**Material for the task**:
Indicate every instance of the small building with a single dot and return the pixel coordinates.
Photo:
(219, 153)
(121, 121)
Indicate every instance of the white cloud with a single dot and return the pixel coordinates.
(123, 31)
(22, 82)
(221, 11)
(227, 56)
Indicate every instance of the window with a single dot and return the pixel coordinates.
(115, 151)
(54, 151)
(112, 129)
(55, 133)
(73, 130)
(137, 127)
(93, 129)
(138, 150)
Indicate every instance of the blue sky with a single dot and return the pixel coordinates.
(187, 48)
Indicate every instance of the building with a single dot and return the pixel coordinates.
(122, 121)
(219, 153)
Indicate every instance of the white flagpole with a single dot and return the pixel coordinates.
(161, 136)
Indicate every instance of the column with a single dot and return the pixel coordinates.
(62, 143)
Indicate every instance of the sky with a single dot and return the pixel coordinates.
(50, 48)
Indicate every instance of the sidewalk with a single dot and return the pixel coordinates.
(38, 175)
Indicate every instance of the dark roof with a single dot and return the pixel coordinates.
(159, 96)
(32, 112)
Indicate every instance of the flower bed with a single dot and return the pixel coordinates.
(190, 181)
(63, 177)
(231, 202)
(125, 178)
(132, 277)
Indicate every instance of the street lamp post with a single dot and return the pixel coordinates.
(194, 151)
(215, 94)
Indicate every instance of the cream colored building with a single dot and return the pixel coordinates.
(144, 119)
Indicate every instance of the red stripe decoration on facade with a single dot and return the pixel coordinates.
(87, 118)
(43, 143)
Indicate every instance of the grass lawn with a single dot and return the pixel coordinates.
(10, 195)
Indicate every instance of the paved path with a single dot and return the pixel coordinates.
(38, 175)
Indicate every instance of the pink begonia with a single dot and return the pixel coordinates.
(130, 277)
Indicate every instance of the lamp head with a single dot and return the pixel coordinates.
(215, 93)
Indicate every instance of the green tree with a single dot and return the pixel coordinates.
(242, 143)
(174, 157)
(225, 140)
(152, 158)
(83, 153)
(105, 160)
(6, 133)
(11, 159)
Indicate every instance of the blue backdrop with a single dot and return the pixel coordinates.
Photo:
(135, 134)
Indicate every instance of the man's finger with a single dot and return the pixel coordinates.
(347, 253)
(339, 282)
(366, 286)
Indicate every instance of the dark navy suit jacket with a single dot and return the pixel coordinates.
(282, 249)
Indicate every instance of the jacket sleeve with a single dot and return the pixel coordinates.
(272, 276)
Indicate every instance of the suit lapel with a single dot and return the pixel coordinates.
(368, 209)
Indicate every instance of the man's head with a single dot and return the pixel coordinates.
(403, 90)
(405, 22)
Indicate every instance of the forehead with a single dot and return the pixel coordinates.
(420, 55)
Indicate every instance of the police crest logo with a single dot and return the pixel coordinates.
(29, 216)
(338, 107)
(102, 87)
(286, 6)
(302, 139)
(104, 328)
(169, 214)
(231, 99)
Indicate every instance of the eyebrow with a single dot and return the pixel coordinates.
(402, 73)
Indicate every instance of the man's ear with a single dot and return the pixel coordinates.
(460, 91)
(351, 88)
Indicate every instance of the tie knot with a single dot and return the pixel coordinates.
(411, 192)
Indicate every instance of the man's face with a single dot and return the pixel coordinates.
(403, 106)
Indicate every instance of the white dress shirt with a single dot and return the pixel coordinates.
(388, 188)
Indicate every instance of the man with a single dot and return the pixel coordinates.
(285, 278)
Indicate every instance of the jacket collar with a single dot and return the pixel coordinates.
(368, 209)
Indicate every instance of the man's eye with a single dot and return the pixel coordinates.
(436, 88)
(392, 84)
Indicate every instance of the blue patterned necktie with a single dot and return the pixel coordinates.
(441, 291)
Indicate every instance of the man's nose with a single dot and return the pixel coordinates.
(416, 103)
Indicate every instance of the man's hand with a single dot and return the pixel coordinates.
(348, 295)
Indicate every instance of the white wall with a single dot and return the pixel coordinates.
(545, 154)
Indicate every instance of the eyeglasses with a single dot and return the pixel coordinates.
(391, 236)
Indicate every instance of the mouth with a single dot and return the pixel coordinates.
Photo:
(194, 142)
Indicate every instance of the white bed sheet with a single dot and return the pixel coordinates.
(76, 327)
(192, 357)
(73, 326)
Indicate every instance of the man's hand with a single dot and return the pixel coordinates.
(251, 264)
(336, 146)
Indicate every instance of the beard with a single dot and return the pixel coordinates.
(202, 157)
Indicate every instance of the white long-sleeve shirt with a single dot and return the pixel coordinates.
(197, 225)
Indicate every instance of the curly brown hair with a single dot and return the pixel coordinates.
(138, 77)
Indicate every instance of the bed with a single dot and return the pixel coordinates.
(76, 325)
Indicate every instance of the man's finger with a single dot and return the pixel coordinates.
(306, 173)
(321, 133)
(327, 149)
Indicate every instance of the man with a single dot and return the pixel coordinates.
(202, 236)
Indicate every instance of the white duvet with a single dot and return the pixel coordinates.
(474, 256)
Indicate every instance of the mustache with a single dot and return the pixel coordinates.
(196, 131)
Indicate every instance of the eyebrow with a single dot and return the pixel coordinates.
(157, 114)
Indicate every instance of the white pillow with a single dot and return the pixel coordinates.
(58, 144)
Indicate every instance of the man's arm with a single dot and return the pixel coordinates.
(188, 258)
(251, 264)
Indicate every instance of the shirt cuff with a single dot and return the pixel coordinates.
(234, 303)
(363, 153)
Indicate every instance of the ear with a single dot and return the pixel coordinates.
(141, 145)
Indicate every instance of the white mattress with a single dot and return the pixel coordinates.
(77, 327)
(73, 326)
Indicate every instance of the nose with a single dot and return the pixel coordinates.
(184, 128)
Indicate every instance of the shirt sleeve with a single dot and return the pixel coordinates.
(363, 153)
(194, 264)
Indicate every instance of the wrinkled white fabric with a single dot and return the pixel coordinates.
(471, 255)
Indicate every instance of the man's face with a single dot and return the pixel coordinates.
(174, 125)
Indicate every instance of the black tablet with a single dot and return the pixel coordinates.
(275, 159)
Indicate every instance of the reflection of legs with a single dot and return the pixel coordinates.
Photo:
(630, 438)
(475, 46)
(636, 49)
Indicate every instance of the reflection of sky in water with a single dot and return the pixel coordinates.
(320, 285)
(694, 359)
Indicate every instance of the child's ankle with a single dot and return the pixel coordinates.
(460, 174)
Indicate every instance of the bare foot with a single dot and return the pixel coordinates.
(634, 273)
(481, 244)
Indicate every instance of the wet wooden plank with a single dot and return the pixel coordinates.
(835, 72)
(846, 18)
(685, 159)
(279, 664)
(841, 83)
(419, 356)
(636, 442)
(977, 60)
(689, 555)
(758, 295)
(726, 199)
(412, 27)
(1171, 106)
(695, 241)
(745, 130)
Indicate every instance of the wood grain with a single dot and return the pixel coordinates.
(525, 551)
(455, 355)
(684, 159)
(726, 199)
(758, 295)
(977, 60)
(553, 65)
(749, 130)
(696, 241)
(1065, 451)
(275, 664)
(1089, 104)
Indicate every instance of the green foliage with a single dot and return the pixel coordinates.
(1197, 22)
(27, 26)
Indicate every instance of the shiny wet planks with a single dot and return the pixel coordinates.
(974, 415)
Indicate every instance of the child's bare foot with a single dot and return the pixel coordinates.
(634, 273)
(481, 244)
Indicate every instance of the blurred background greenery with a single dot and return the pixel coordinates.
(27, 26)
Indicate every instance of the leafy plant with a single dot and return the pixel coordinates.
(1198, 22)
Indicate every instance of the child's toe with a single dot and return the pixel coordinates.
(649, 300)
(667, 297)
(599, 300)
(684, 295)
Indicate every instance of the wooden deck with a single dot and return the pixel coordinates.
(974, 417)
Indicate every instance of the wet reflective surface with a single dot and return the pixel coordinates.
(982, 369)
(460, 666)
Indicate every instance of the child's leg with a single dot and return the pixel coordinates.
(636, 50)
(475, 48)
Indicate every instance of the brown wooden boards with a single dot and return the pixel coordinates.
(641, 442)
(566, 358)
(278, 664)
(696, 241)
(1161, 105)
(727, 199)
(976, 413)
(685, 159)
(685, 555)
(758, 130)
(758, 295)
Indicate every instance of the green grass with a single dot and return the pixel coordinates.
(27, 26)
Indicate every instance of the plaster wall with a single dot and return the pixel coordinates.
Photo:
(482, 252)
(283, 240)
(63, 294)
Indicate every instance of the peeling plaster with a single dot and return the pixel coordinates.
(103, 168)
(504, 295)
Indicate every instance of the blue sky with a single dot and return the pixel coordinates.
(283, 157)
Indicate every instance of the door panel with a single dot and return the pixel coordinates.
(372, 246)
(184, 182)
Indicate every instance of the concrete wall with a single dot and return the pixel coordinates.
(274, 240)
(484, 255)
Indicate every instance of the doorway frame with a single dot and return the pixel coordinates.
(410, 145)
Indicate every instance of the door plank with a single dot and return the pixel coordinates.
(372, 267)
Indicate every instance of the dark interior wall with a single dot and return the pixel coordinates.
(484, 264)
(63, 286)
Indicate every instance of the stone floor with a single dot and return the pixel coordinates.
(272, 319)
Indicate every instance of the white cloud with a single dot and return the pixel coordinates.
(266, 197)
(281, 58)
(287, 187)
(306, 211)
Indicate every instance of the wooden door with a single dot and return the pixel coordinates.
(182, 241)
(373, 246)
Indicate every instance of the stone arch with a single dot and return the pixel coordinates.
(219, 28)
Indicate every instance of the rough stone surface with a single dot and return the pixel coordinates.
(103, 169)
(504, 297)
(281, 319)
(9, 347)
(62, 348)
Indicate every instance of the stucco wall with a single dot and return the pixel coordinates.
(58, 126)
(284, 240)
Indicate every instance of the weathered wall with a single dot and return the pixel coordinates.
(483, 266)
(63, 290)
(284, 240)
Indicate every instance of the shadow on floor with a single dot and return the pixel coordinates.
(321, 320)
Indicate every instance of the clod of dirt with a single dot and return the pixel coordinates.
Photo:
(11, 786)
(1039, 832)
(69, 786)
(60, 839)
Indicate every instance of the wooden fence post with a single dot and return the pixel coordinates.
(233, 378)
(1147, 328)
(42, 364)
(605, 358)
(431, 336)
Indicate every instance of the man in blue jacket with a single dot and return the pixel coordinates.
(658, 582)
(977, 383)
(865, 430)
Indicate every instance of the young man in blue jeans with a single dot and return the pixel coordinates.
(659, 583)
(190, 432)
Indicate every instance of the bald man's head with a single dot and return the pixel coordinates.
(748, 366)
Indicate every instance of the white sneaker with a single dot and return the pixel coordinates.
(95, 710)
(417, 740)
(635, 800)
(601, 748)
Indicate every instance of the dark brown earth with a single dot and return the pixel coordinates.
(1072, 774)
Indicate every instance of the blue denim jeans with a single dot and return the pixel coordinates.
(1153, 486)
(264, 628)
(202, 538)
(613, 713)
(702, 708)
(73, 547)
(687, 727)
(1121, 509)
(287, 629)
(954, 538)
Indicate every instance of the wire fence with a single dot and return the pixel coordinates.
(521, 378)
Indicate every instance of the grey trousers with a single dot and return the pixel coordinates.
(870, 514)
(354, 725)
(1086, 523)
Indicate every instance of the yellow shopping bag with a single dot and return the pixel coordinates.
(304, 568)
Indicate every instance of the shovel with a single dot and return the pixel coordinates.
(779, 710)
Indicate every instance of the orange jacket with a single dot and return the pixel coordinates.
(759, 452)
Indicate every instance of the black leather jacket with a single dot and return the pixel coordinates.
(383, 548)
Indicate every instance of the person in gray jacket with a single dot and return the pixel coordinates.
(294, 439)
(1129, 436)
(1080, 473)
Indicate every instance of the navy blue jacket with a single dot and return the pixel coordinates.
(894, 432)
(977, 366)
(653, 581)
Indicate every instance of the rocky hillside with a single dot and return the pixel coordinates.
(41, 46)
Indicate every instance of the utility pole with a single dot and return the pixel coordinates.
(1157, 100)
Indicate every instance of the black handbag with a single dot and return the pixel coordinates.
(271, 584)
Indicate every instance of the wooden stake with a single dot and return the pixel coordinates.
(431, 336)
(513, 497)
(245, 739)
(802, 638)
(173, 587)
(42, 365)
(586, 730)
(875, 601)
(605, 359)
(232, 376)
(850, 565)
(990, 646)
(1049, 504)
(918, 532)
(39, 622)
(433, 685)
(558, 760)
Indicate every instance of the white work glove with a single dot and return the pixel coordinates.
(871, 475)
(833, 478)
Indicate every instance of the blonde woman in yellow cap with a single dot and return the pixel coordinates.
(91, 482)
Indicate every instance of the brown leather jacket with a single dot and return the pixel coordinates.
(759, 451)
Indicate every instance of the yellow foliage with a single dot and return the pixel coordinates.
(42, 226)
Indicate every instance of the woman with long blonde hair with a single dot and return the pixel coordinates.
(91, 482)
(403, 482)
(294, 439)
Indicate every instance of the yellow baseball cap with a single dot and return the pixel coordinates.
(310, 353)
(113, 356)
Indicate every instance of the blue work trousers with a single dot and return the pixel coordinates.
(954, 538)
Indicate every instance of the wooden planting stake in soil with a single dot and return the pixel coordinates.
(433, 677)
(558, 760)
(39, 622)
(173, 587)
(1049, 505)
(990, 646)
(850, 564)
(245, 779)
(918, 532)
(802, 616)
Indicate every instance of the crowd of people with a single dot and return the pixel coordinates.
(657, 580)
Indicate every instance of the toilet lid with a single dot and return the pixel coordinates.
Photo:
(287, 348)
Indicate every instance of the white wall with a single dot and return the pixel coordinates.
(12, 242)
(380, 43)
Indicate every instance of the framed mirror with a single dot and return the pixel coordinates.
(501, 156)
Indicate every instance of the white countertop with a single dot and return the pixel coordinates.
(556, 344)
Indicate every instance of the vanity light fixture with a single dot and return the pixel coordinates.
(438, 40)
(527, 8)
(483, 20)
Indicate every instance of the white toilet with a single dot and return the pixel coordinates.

**Written problem**:
Copy the listing's lines verbatim, beginning at the line containing "Indicate every instance of the black leather" and ending after the line containing "(1080, 473)".

**Full response**:
Indicate every instance of the black leather jacket with a single dot and return the pixel coordinates.
(383, 548)
Indicate every instance of the person in gray jacket with a single dot and return the pixel coordinates.
(294, 439)
(1129, 436)
(1080, 473)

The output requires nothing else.